*** Begin section ***
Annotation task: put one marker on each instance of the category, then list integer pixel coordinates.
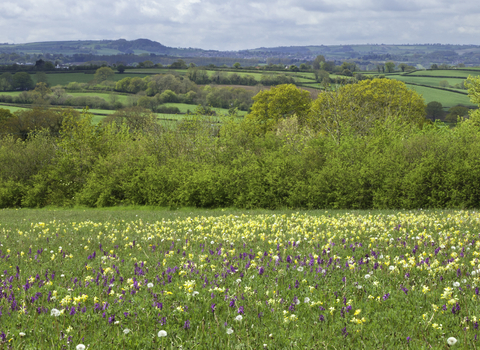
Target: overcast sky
(234, 25)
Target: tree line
(366, 145)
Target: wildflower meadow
(257, 280)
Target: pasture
(150, 278)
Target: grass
(431, 81)
(445, 73)
(446, 98)
(66, 78)
(231, 279)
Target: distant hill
(364, 55)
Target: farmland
(146, 278)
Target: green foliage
(104, 73)
(359, 107)
(22, 81)
(434, 110)
(279, 102)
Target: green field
(431, 81)
(446, 98)
(66, 78)
(144, 278)
(444, 73)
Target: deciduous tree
(279, 102)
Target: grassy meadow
(137, 278)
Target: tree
(318, 61)
(41, 89)
(390, 66)
(455, 112)
(148, 64)
(41, 77)
(403, 66)
(179, 64)
(357, 108)
(104, 73)
(6, 81)
(473, 86)
(5, 114)
(279, 102)
(134, 118)
(434, 110)
(22, 81)
(35, 119)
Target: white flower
(54, 312)
(451, 341)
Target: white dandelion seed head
(451, 341)
(54, 312)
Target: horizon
(232, 26)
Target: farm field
(155, 278)
(431, 81)
(446, 98)
(65, 78)
(445, 73)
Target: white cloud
(232, 24)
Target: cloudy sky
(240, 24)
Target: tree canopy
(281, 101)
(358, 107)
(104, 73)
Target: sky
(236, 25)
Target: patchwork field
(131, 278)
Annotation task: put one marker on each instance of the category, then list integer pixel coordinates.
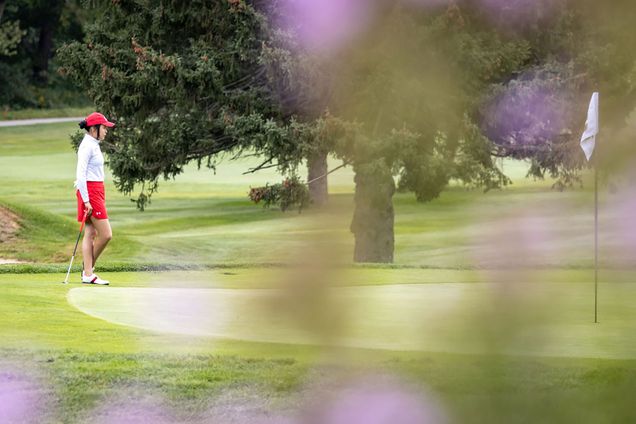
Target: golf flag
(588, 139)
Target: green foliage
(10, 36)
(183, 83)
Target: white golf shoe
(93, 279)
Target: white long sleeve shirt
(90, 165)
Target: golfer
(91, 199)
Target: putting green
(548, 319)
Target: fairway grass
(83, 362)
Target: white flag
(588, 140)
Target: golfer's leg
(104, 234)
(87, 247)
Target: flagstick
(595, 245)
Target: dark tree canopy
(183, 80)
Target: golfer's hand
(88, 209)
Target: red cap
(97, 118)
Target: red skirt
(97, 197)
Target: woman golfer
(91, 200)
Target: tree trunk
(373, 217)
(318, 187)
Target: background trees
(423, 97)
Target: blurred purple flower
(527, 115)
(20, 399)
(326, 24)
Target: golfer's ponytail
(84, 126)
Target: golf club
(75, 249)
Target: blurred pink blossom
(327, 24)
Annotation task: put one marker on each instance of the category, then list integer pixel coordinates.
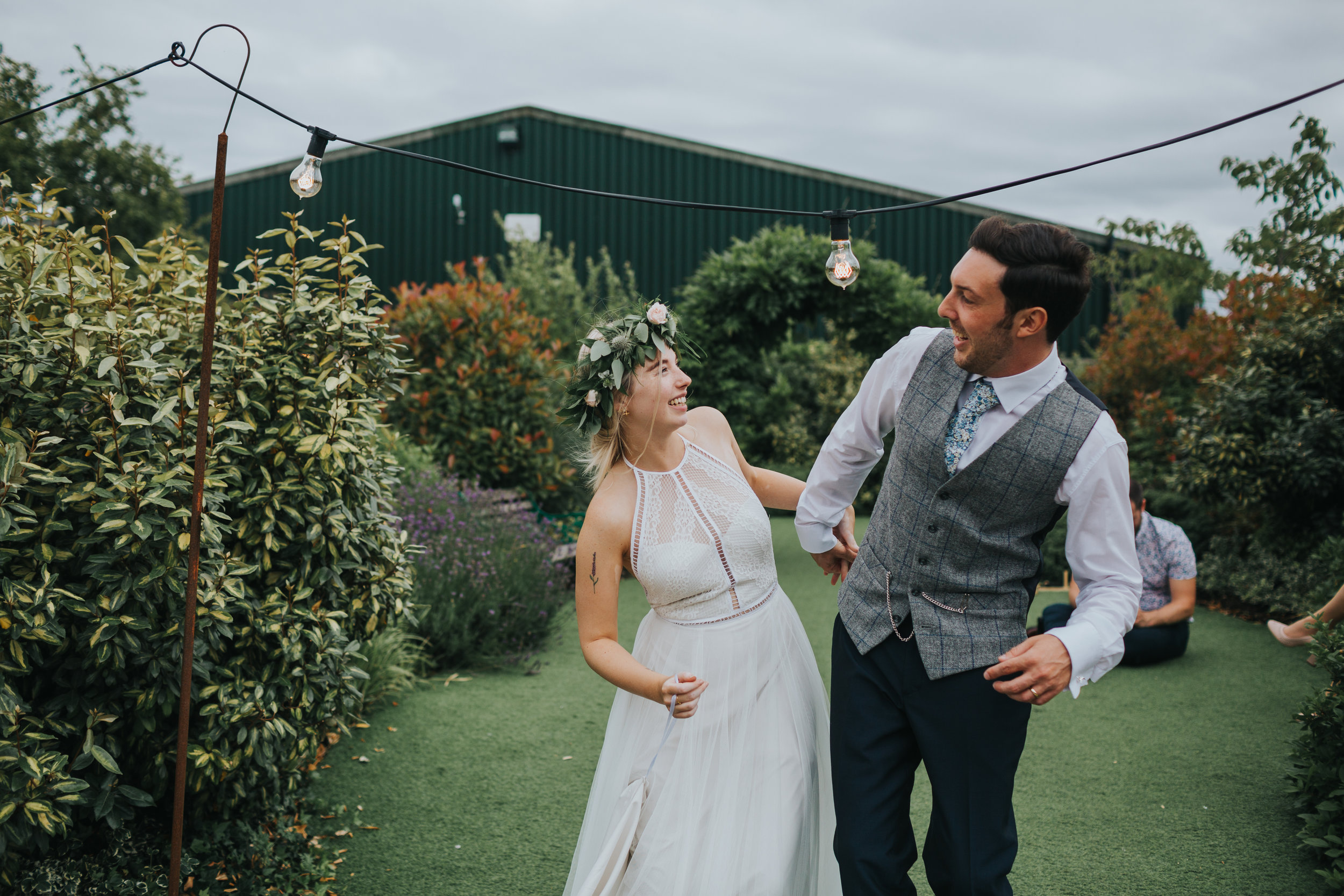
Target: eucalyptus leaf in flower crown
(611, 351)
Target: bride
(740, 798)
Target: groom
(931, 663)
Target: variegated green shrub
(98, 378)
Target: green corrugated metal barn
(408, 206)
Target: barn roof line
(631, 133)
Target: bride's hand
(687, 690)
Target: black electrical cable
(111, 81)
(179, 60)
(1123, 155)
(793, 211)
(578, 190)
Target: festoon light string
(842, 267)
(842, 270)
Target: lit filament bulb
(842, 267)
(307, 178)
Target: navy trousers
(886, 718)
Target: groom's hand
(835, 563)
(1043, 664)
(838, 559)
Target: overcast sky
(940, 97)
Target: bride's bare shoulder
(707, 428)
(707, 418)
(612, 510)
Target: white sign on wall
(519, 227)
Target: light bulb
(307, 178)
(842, 267)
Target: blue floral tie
(963, 429)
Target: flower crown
(606, 355)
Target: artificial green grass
(1166, 779)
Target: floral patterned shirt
(1164, 553)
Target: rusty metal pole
(198, 488)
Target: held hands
(838, 559)
(687, 690)
(1045, 665)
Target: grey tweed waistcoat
(961, 555)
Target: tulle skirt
(740, 800)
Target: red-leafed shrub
(483, 396)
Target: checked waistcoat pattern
(963, 429)
(957, 555)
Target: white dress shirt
(1100, 543)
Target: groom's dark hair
(1047, 268)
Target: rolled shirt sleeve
(1100, 547)
(854, 445)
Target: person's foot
(1280, 633)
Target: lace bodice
(700, 543)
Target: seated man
(1167, 561)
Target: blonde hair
(609, 445)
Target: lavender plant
(487, 591)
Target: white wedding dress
(740, 800)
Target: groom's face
(976, 310)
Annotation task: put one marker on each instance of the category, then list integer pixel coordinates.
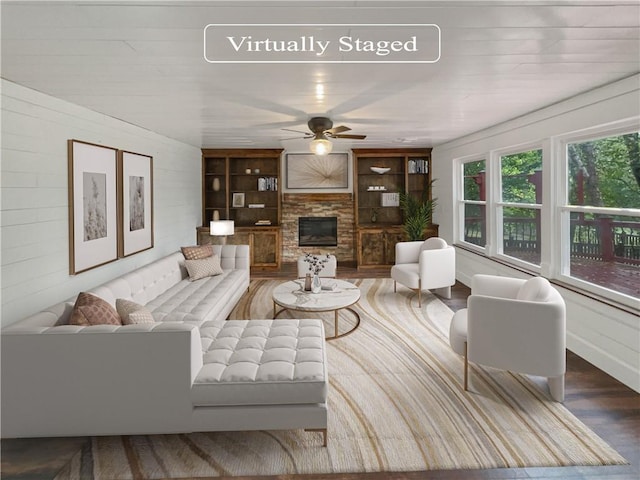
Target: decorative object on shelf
(390, 199)
(136, 202)
(316, 284)
(93, 222)
(316, 263)
(418, 165)
(221, 228)
(315, 171)
(417, 213)
(238, 200)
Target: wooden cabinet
(243, 185)
(377, 210)
(264, 244)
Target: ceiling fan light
(320, 146)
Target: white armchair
(425, 265)
(516, 325)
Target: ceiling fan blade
(355, 137)
(293, 138)
(334, 130)
(297, 131)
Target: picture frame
(309, 171)
(93, 205)
(237, 200)
(135, 172)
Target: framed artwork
(93, 205)
(238, 200)
(306, 170)
(136, 202)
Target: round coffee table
(291, 296)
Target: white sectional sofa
(190, 371)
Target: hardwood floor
(609, 408)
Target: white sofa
(190, 371)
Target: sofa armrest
(408, 252)
(98, 380)
(495, 286)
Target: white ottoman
(273, 372)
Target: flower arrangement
(316, 263)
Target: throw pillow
(207, 267)
(197, 252)
(536, 289)
(132, 312)
(92, 310)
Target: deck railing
(603, 239)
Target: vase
(316, 286)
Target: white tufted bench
(277, 366)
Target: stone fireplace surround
(339, 205)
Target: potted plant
(417, 212)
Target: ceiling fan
(321, 128)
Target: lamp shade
(221, 228)
(320, 146)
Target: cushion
(536, 289)
(92, 310)
(434, 243)
(262, 362)
(207, 267)
(197, 252)
(132, 312)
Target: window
(520, 203)
(474, 203)
(584, 231)
(602, 213)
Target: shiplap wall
(605, 336)
(34, 198)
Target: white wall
(604, 335)
(34, 203)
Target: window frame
(462, 202)
(498, 205)
(562, 270)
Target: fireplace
(318, 231)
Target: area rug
(396, 403)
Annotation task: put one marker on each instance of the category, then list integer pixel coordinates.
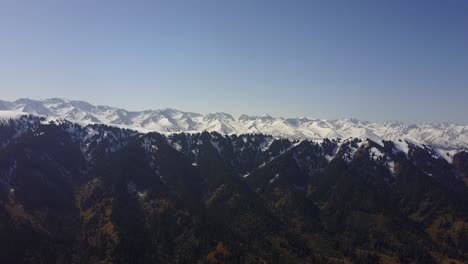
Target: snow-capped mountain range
(443, 136)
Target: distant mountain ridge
(445, 137)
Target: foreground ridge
(445, 137)
(124, 196)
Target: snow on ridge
(446, 137)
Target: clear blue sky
(376, 60)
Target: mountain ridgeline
(71, 193)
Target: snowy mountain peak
(443, 136)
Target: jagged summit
(444, 136)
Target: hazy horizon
(374, 61)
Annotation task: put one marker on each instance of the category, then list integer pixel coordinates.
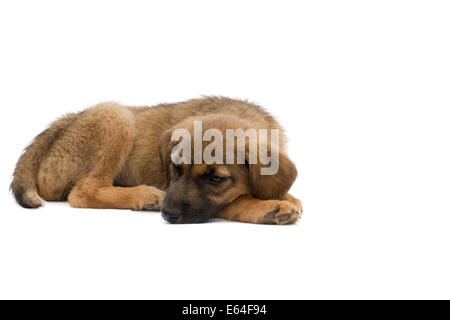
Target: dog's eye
(216, 179)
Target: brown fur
(112, 156)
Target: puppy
(117, 157)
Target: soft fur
(113, 156)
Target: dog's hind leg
(94, 152)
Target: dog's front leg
(252, 210)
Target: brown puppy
(111, 156)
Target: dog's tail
(24, 185)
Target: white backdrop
(362, 88)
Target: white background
(362, 88)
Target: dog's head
(198, 191)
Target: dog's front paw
(284, 212)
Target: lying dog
(117, 157)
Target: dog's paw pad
(155, 206)
(283, 214)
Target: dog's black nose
(171, 215)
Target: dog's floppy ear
(272, 186)
(165, 148)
*** End section ***
YOUR TASK
With the pictures omitted, restate every entry above word for word.

TASK SOLUTION
Annotation task: put one marker on each instance of the category, then list integer pixel coordinates.
Target: overcast sky
(234, 25)
Target: tree line
(366, 145)
Target: wildflower meadow
(257, 280)
Target: pasture
(150, 278)
Target: grass
(431, 81)
(445, 73)
(446, 98)
(66, 78)
(231, 279)
Target: distant hill
(364, 55)
Target: farmland
(146, 278)
Target: green foliage
(104, 73)
(359, 107)
(22, 81)
(434, 110)
(279, 102)
Target: green field
(431, 81)
(446, 98)
(66, 78)
(144, 278)
(444, 73)
Target: deciduous tree
(279, 102)
Target: grassy meadow
(137, 278)
Target: tree
(318, 61)
(41, 89)
(390, 66)
(455, 112)
(148, 64)
(41, 77)
(403, 66)
(179, 64)
(357, 108)
(104, 73)
(6, 81)
(473, 86)
(5, 114)
(279, 102)
(134, 118)
(434, 110)
(22, 81)
(35, 119)
Target: white flower
(54, 312)
(451, 341)
Target: white dandelion seed head
(451, 341)
(54, 312)
Target: horizon
(232, 26)
Target: farm field
(155, 278)
(431, 81)
(446, 98)
(65, 78)
(445, 73)
Target: white cloud
(232, 24)
Target: cloudy sky
(240, 24)
Target: tree canopy
(281, 101)
(358, 107)
(104, 73)
Target: sky
(236, 25)
Target: patchwork field
(131, 278)
Annotation task: put one marker on each instance of the category, then list integer pixel coordinates.
Target: golf flag
(588, 139)
Target: green foliage
(10, 36)
(183, 83)
Target: white golf shoe
(93, 279)
Target: white long sleeve shirt
(90, 165)
Target: golfer
(91, 199)
Target: putting green
(548, 319)
Target: fairway grass
(83, 362)
Target: white flag
(588, 140)
Target: golfer's leg
(104, 234)
(87, 247)
Target: flagstick
(595, 245)
Target: dark tree canopy
(183, 80)
Target: golfer's hand
(88, 209)
Target: red cap
(97, 118)
Target: red skirt
(97, 197)
Target: woman golfer
(91, 200)
Target: tree trunk
(373, 217)
(318, 187)
Target: background trees
(423, 97)
Target: blurred purple flower
(527, 115)
(20, 399)
(326, 24)
Target: golfer's ponytail
(84, 126)
Target: golf club
(75, 249)
Target: blurred pink blossom
(327, 24)
Annotation task: put one marker on each instance of the category, then list integer pixel coordinates.
Target: eucalyptus leaf in flower crown
(611, 351)
Target: bride
(740, 798)
Target: groom
(931, 663)
Target: variegated green shrub
(98, 378)
Target: green corrugated metal barn
(408, 206)
Target: barn roof line
(631, 133)
Target: bride's hand
(687, 690)
Target: black electrical cable
(111, 81)
(179, 60)
(1123, 155)
(793, 211)
(578, 190)
Target: festoon light string
(842, 267)
(842, 270)
Target: lit filament bulb
(842, 267)
(307, 178)
Target: navy trousers
(886, 718)
Target: groom's hand
(835, 563)
(1043, 664)
(838, 559)
Target: overcast sky
(940, 97)
Target: bride's bare shoulder
(707, 428)
(707, 418)
(612, 510)
Target: white sign on wall
(519, 227)
Target: light bulb
(307, 178)
(842, 267)
Target: blue floral tie
(963, 429)
Target: flower crown
(606, 355)
Target: artificial green grass
(1166, 779)
Target: floral patterned shirt
(1164, 553)
Target: rusty metal pole
(198, 488)
Target: held hands
(838, 559)
(687, 690)
(1045, 665)
Target: grey tweed waistcoat
(961, 555)
Target: tulle skirt
(740, 800)
Target: red-leafed shrub
(483, 396)
Target: checked waistcoat pattern
(963, 429)
(957, 555)
Target: white dress shirt
(1100, 543)
Target: groom's dark hair
(1047, 268)
Target: rolled shirt sleeve
(1100, 547)
(854, 445)
Target: person's foot
(1280, 633)
Target: lace bodice
(700, 543)
Target: seated man
(1167, 561)
Target: blonde hair
(609, 445)
Target: lavender plant
(487, 591)
Target: white wedding dress
(740, 800)
Target: groom's face
(976, 310)
Annotation task: put one marker on each instance of the category, then list integer pixel coordinates.
Target: decorative object on shelf
(390, 199)
(136, 202)
(316, 284)
(93, 222)
(316, 263)
(418, 165)
(221, 228)
(315, 171)
(417, 213)
(238, 200)
Target: wooden cabinet
(243, 185)
(377, 210)
(264, 244)
Target: ceiling fan light
(320, 146)
Target: white armchair
(425, 265)
(516, 325)
Target: ceiling fan blade
(355, 137)
(293, 138)
(334, 130)
(297, 131)
Target: picture frame
(309, 171)
(93, 205)
(237, 200)
(135, 172)
Target: framed artwork
(93, 205)
(238, 200)
(306, 170)
(136, 202)
Target: round coffee table
(291, 296)
Target: white sectional sofa
(190, 371)
Target: hardwood floor
(609, 408)
Target: white sofa
(190, 371)
Target: sofa armrest
(408, 252)
(98, 380)
(495, 286)
Target: white ottoman
(273, 372)
Target: flower arrangement
(316, 263)
Target: throw pillow
(207, 267)
(197, 252)
(536, 289)
(132, 312)
(92, 310)
Target: deck railing
(603, 239)
Target: vase
(316, 286)
Target: white tufted bench
(277, 366)
Target: stone fireplace surround
(339, 205)
Target: potted plant
(417, 212)
Target: ceiling fan
(321, 128)
Target: lamp shade
(221, 228)
(320, 146)
Target: cushion
(536, 289)
(92, 310)
(434, 243)
(262, 362)
(207, 267)
(197, 252)
(132, 312)
Target: window
(520, 203)
(474, 203)
(584, 231)
(602, 213)
Target: shiplap wall
(605, 336)
(34, 198)
Target: white wall
(604, 335)
(34, 203)
Target: window frame
(462, 202)
(498, 205)
(562, 270)
Target: fireplace
(318, 231)
Target: area rug
(396, 403)
Annotation task: put one marker on each instance of the category, then list integer pixel coordinates.
Target: snow-capped mountain range
(443, 136)
Target: distant mountain ridge
(445, 137)
Target: foreground ridge
(445, 137)
(124, 196)
Target: snow on ridge
(446, 137)
Target: clear blue sky
(376, 60)
Target: mountain ridgeline
(71, 193)
Target: snowy mountain peak
(443, 136)
Target: jagged summit
(444, 136)
Target: hazy horizon
(374, 61)
Annotation task: put one marker on each instance of the category, then list integer pixel coordinates.
Target: dog's eye
(216, 179)
Target: brown fur
(112, 156)
Target: puppy
(117, 157)
Target: soft fur
(113, 156)
Target: dog's hind leg
(94, 152)
Target: dog's front leg
(252, 210)
Target: brown puppy
(111, 156)
Target: dog's tail
(24, 185)
Target: white backdrop
(362, 88)
Target: white background
(362, 88)
Target: dog's head
(198, 191)
Target: dog's front paw
(284, 212)
Target: lying dog
(117, 157)
Target: dog's paw pad
(155, 206)
(283, 214)
Target: dog's black nose
(171, 215)
Target: dog's floppy ear
(272, 186)
(165, 148)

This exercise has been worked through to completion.